PAGE EXTRACT -
+++++

Estimating Risk of Circulatory Disease from Exposure to Low-Level Ionizing Radiation

The comprehensive meta-analysis of Little et al. (2012) summarized possible circulatory disease risks related to medium and low doses of whole-body radiation exposure in humans. The authors looked at excess relative risk (ERR) estimates from 10 different epidemiological studies. Using two statistical measures to calculate pooled ERR, they determined aggregate measures of ERR for four detrimental health outcomes and they reported mostly significant values for the ERR per unit dose in their Table 2.

Nine of the 10 studies Little et al. (2012) considered included moderate cumulative doses > 0.4 Sv (see their Table 1), and they observed that risk trends in most cohorts were driven by a relatively small number of highly exposed individuals. The authors then fitted a linear ERR model to the data of the meta-analysis and derived mortality risks at low-level radiation by extrapolation.

Linear extrapolation is used in radiation protection if cohort strata pertaining to low doses and dose rates have low statistical power. There are, however, indications for non-linear protective effects of low doses delivered at low dose rates for end points related to athero-sclerosis in mice (Mitchel et al. 2011). Moreover, the recent review of Rödel et al. (2012) showed that low-dose ionizing radiation modulates inflammatory immune reactions mostly with discontinuous or biphasic dose dependencies. These recent findings suggest that non-linear dose responses might also play a role in the determination of the radiation risk for circulatory diseases.

+++++

ABOUT THIS TASK - Go on with the text on circulatory disease risk from low-level ionizing radiation, picking up after its last sentence. The records that come next are drawn from a separate source.

+++++

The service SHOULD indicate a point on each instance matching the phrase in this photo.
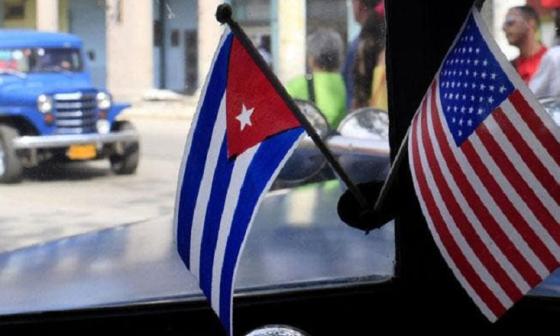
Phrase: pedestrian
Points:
(369, 67)
(362, 9)
(323, 84)
(546, 81)
(521, 28)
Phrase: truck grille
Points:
(76, 113)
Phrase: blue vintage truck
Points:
(50, 110)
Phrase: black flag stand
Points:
(224, 15)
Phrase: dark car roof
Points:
(21, 38)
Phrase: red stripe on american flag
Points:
(532, 120)
(518, 183)
(479, 208)
(509, 210)
(463, 266)
(533, 162)
(471, 236)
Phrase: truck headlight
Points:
(104, 101)
(44, 104)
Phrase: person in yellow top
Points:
(370, 88)
(379, 97)
(324, 84)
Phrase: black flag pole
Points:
(224, 15)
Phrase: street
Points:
(69, 199)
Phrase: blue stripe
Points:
(199, 150)
(214, 212)
(266, 160)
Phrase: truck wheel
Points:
(10, 166)
(126, 162)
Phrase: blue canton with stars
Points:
(472, 83)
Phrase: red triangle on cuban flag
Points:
(254, 109)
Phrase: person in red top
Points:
(521, 27)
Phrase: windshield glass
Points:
(89, 170)
(40, 60)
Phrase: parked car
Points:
(50, 110)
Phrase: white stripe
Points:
(529, 137)
(472, 293)
(494, 210)
(514, 197)
(188, 142)
(463, 245)
(487, 241)
(222, 236)
(513, 76)
(239, 171)
(201, 205)
(521, 167)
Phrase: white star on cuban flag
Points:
(245, 117)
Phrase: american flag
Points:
(485, 157)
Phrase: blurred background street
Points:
(68, 199)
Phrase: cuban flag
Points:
(485, 161)
(241, 135)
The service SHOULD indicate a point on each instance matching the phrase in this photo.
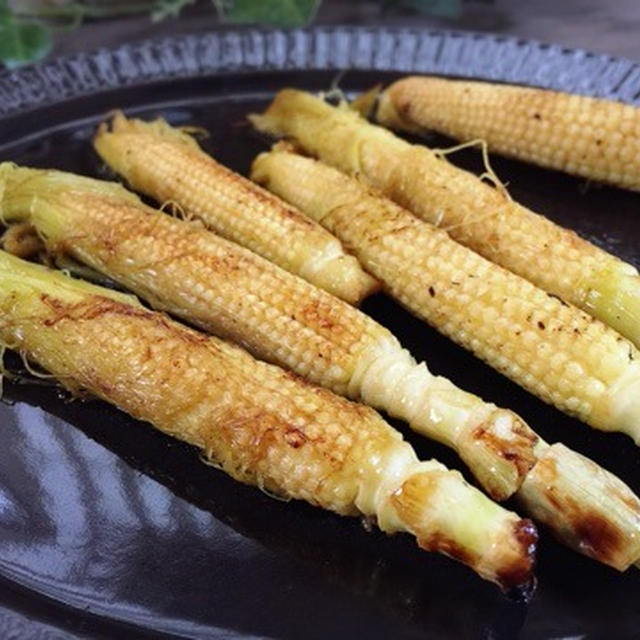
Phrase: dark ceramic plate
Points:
(109, 529)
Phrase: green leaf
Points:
(22, 42)
(168, 9)
(441, 8)
(279, 13)
(5, 12)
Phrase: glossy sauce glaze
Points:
(111, 518)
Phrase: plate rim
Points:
(240, 50)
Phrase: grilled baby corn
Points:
(167, 164)
(230, 291)
(475, 214)
(589, 137)
(260, 424)
(520, 330)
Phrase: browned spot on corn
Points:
(521, 570)
(518, 449)
(596, 535)
(444, 544)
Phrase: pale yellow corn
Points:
(226, 289)
(473, 213)
(167, 164)
(589, 137)
(232, 292)
(554, 350)
(261, 425)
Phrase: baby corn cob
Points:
(167, 164)
(475, 214)
(260, 424)
(589, 137)
(228, 290)
(552, 349)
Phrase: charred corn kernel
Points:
(167, 164)
(260, 424)
(488, 310)
(589, 137)
(474, 213)
(279, 317)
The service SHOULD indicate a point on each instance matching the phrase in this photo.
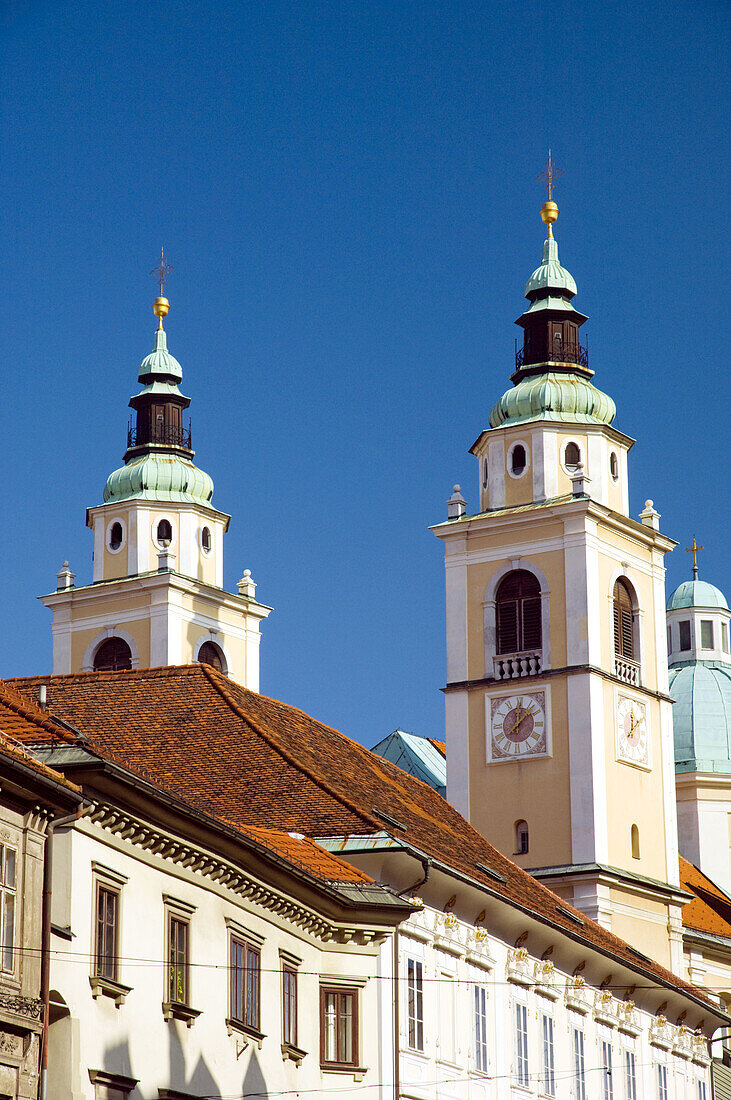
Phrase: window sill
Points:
(292, 1053)
(331, 1067)
(250, 1033)
(173, 1010)
(106, 987)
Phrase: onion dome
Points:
(697, 594)
(159, 477)
(701, 716)
(553, 396)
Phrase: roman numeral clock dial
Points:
(518, 725)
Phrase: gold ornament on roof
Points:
(549, 176)
(161, 305)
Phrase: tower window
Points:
(518, 460)
(115, 536)
(613, 465)
(209, 653)
(112, 656)
(165, 532)
(519, 613)
(572, 457)
(623, 622)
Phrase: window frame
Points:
(340, 992)
(9, 892)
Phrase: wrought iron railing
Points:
(560, 353)
(163, 433)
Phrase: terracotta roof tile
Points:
(710, 909)
(268, 766)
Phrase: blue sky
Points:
(346, 193)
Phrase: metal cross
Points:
(550, 174)
(162, 271)
(694, 550)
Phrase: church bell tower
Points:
(156, 595)
(558, 728)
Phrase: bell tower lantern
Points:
(156, 595)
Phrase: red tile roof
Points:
(263, 763)
(710, 909)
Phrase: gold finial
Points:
(550, 174)
(161, 306)
(694, 550)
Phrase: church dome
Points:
(156, 476)
(553, 396)
(551, 275)
(701, 716)
(696, 594)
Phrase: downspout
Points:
(45, 937)
(425, 865)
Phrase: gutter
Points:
(45, 935)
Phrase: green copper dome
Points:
(551, 275)
(701, 715)
(159, 476)
(159, 363)
(553, 396)
(697, 594)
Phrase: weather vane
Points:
(694, 550)
(549, 176)
(161, 272)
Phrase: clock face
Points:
(631, 730)
(518, 725)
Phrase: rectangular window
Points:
(8, 869)
(631, 1075)
(339, 1026)
(289, 1005)
(177, 982)
(579, 1068)
(549, 1071)
(521, 1044)
(245, 983)
(416, 1002)
(106, 952)
(662, 1082)
(607, 1084)
(480, 1027)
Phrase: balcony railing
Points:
(162, 433)
(560, 353)
(627, 670)
(517, 666)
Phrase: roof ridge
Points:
(213, 678)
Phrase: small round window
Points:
(518, 460)
(165, 532)
(572, 457)
(115, 536)
(613, 465)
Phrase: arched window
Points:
(518, 606)
(209, 653)
(572, 455)
(518, 461)
(165, 532)
(112, 656)
(623, 622)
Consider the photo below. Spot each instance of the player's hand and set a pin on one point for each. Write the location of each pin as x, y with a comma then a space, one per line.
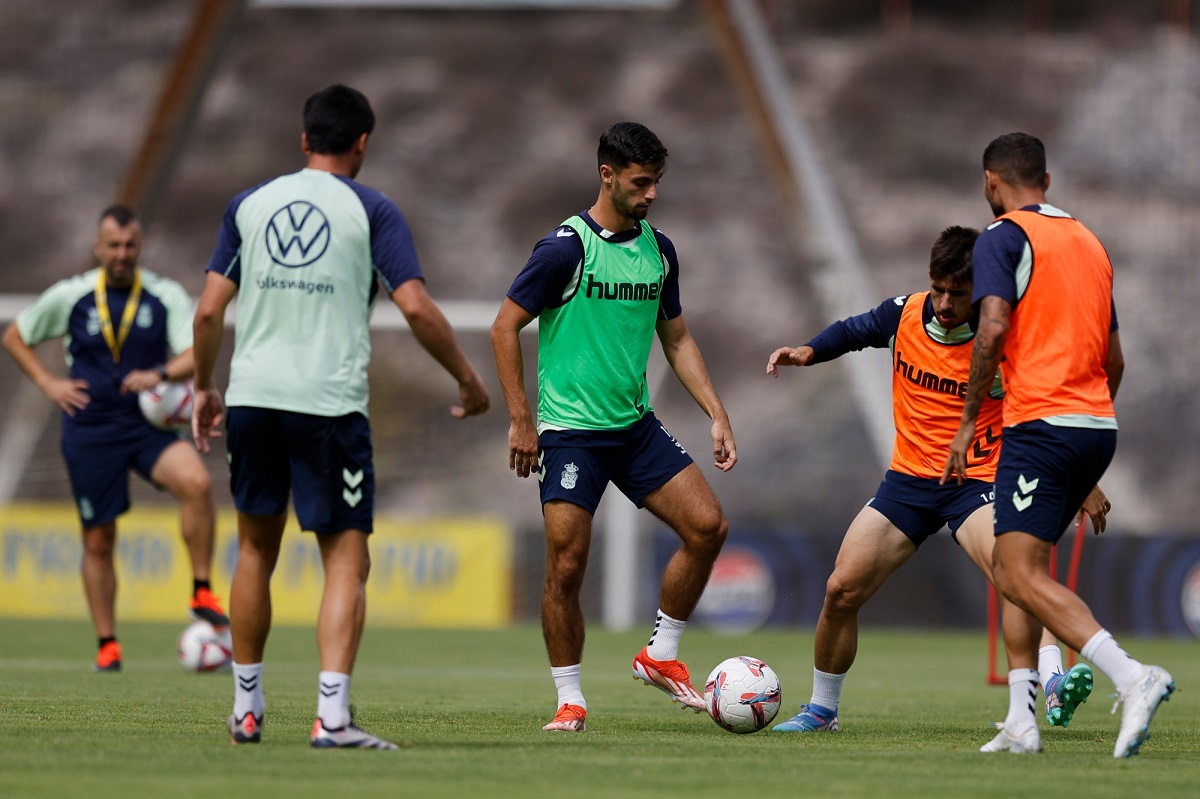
139, 380
725, 451
522, 448
208, 414
70, 395
957, 461
1097, 506
473, 397
789, 356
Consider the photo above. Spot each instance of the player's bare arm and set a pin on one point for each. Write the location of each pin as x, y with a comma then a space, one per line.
789, 356
985, 356
208, 328
70, 395
510, 368
683, 355
436, 335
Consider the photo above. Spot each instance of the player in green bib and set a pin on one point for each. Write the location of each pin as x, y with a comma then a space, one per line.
603, 286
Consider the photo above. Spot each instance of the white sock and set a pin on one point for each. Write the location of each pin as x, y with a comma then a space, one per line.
567, 680
1103, 650
247, 690
1023, 701
1049, 664
334, 700
827, 689
665, 640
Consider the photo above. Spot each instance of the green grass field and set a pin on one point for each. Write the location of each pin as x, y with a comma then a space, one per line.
469, 707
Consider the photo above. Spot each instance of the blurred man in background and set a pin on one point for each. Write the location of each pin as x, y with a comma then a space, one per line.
125, 329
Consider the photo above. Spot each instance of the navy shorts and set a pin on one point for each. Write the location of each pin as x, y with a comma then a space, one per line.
1045, 473
577, 464
325, 462
100, 469
919, 506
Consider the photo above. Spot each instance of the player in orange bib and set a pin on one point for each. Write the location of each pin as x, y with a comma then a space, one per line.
930, 336
1044, 289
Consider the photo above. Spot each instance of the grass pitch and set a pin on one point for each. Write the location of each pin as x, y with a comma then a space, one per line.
468, 708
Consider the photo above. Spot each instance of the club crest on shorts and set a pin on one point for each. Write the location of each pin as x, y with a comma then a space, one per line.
570, 475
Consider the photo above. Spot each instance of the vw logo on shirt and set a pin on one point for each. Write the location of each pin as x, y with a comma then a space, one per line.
298, 234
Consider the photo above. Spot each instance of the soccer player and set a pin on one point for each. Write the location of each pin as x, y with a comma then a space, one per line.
603, 284
305, 254
1044, 289
125, 329
929, 334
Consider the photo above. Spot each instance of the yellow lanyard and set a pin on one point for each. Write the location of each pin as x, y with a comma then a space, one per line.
106, 319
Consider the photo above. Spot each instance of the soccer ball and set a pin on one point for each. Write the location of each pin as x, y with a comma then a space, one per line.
742, 695
204, 648
168, 406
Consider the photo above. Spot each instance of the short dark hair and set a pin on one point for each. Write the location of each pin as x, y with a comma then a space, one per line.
123, 215
1019, 158
628, 143
949, 258
335, 118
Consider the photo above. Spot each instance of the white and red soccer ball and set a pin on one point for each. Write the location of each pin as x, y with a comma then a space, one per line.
168, 406
204, 648
742, 695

+++++

EXPECTED ANSWER -
In this context we note that in the 10 studies analyzed by Little et al. (2012), risk estimates were mainly calculated with linear no-threshold (LNT) models (in fact, 7 of the 10 studies applied only the LNT model). Motivated by recent radio-biological findings, we fitted a large number of dose responses, in addition to the LNT model, to the data of the Life Span Study (LSS) cohort of Japanese atomic-bomb survivors, which is among the cohorts considered by Little et al. (2012). We realized that several models fitted the data about equally well (Schöllnberger et al. 2012). Instead of picking a single model of choice for risk assessment (here, the LNT model), we allowed for model uncertainty via multi-model inference. By reducing the bias from model selection, we obtained larger uncertainty intervals for risk estimates. The “model-averaged” dose response predicted markedly lower risks than the LNT model for cerebro-vascular disease (CVD) and for cardio-vascular diseases excluding CVD. For example, for CVD an ERR model with a step at 0.6 Sv strongly influenced the average with a weight of 0.55 compared with the LNT model with a much lower weight of 0.26 (see Table 1 of Schöllnberger et al. 2012). We did, however, not find any evidence for a protective effect but only for the contribution of pathways that have a threshold.

Our results might have implications for issues of public health in the assessment of risk–benefit ratios for radio-diagnosis or radio-therapy. Thus, we encourage the use of multi-model inference techniques in the analysis of other cohorts. From our experience with the LSS cohort, we would expect lower risk estimates in the lower dose range with a more comprehensive characterization of uncertainties and improved support of the epidemiological data.